• TREŚĆ ZADANIA: Wypisz w całości i bez żadnych zmian poniższy artykuł o tym, jak Krzysztof Śmiszek odpowiedział na słowa Beaty Kempy.

• PRZYTOCZONY FRAGMENT:
Śmiszek odniósł się do słów Kempy. „Proponuję, żeby wyszła na belgijską ulicę”

Śmiszek odniósł się do słów Kempy. „Proponuję, żeby wyszła na belgijską ulicę”

Krzysztof Śmiszek
Krzysztof Śmiszek Źródło:Newspix.pl / TEDI
Poseł Lewicy Krzysztof Śmiszek skomentował w rozmowie z Wirtualną Polską obraźliwe słowa pod swoim adresem, które padły z ust europosłanki Beaty Kempy podczas konwencji Solidarnej Polski.

W rozmowie z Wirtualną Polską Krzysztof Śmiszek powiedział, że w przypadku zwycięstwa Roberta Biedronia w wyborach prezydenckich chciałby być nazywany pierwszym dżentelmenem. – Proponuję, żeby Beata Kempa nie tylko pobierała diety w Parlamencie Europejskim, ale wyszła też na belgijską ulicę. Zobaczyła, jak żyją ludzie. Tam od dawna są małżeństwa jednopłciowe – stwierdził. – To wszystko kręci się wokół homofobii. Zdobywania punktów politycznych przez granie na najniższych instynktach – dodał poseł Lewicy.

Jednocześnie Krzysztof Śmiszek przyznał, że nie będzie żądać przeprosin Od Beaty Kempy. – To nie ma sensu. Sama sobie wystawiła świadectwo. Świat się zmienia, ale Solidarna Polska nie – podsumował.

„Mam do tego prawo”

Beata Kempa komentując zamieszanie wokół swojej wypowiedzi stwierdziła, że się gubi, nie wie, kto jest w formie żeńskiej, kto w formie męskiej i ma do tego prawo.

• ZEBRANE DANE:
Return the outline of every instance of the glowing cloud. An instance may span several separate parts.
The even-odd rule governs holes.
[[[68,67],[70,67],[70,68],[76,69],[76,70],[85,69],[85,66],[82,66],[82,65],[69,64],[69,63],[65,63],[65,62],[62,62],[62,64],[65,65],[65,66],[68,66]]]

• ODPOWIEDŹ NA ZADANIE:
Śmiszek odniósł się do słów Kempy. „Proponuję, żeby wyszła na belgijską ulicę”

Śmiszek odniósł się do słów Kempy. „Proponuję, żeby wyszła na belgijską ulicę”

Krzysztof Śmiszek
Krzysztof Śmiszek Źródło:Newspix.pl / TEDI
Poseł Lewicy Krzysztof Śmiszek skomentował w rozmowie z Wirtualną Polską obraźliwe słowa pod swoim adresem, które padły z ust europosłanki Beaty Kempy podczas konwencji Solidarnej Polski.

W rozmowie z Wirtualną Polską Krzysztof Śmiszek powiedział, że w przypadku zwycięstwa Roberta Biedronia w wyborach prezydenckich chciałby być nazywany pierwszym dżentelmenem. – Proponuję, żeby Beata Kempa nie tylko pobierała diety w Parlamencie Europejskim, ale wyszła też na belgijską ulicę. Zobaczyła, jak żyją ludzie. Tam od dawna są małżeństwa jednopłciowe – stwierdził. – To wszystko kręci się wokół homofobii. Zdobywania punktów politycznych przez granie na najniższych instynktach – dodał poseł Lewicy.

Jednocześnie Krzysztof Śmiszek przyznał, że nie będzie żądać przeprosin Od Beaty Kempy. – To nie ma sensu. Sama sobie wystawiła świadectwo. Świat się zmienia, ale Solidarna Polska nie – podsumował.

„Mam do tego prawo”

Beata Kempa komentując zamieszanie wokół swojej wypowiedzi stwierdziła, że się gubi, nie wie, kto jest w formie żeńskiej, kto w formie męskiej i ma do tego prawo.